Алехин о карлсбадском турнире.
Широкий интерес, который вызывает к себе этот турнир, вполне обоснован.
Он вызывается не только масштабом турнира—22 участника!—но и тем фактом,
что турнир непосредственно предшествует новому матчу за мировое первенство.
Вместе с тем этот турнир обещает вылиться в решительную борьбу между
представителями двух школ, различных по своему пониманию существа шахмат.
Одну из этих групп представляют бывший чемпион мира Капабланка, инженеры
Геза Мароци и Милан Видмар, математик Макс Эйве и известный шахматный
теоретик Эрнст Грюнфельд. Для них в шахматах «что» важнее, чем «как».
Для них победа является единственной целью игры. Лишь в редких случаях,
когда творческий инстинкт берет перевес над их спортивным стремлением,
они обнаруживают интерес уже к «качеству», и тогда их научный шахматный
опыт находит себе практическое применение. В свое время легко было предвидеть,
к чему поведет отказ от творческого понимания шахмат. В результате этого
отказа выросла школа «реформистов», возглавляемых Капабланкой. «Реформисты»
утверждают, что прогресс теории ведет к омертвению шахматной игры и предлагают
оживить ее путем изменения шахматных правил. Но что означает такое утверждение?
Во-первых, переоценку значения теории в практическом отношении.
Во-вторых, пренебрежительное отношение к интуиции, к фантазии, ко всем
тем элементам, которые возводят шахматы на уровень искусства. Как следствие,
это ведет к общему «измельчанию» шахматного творчества.

_Исходные данные_
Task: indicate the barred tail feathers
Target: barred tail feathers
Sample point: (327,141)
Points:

_Ваши задания_
A: Определите, соответствуют ли тексту о карлсбадском турнире следующие утверждения: (i) в турнире участвуют 22 шахматиста; (ii) турнир проводится после нового матча за мировое первенство; (iii) «реформисты» предлагают оживить шахматы, изменив шахматные правила. Для каждого утверждения ответьте «да» или «нет» и приведите решающие слова текста в точной цитате.
B: Перепишите без изменений фрагмент текста о карлсбадском турнире от слов «Алехин о карлсбадском» до слов «за мировое первенство.».

_Ответы ниже_
A:
(i) Да: «22 участника».
(ii) Нет: «турнир непосредственно предшествует новому матчу за мировое первенство».
(iii) Да: «предлагают оживить ее путем изменения шахматных правил».

B:
Алехин о карлсбадском турнире.
Широкий интерес, который вызывает к себе этот турнир, вполне обоснован.
Он вызывается не только масштабом турнира—22 участника!—но и тем фактом,
что турнир непосредственно предшествует новому матчу за мировое первенство.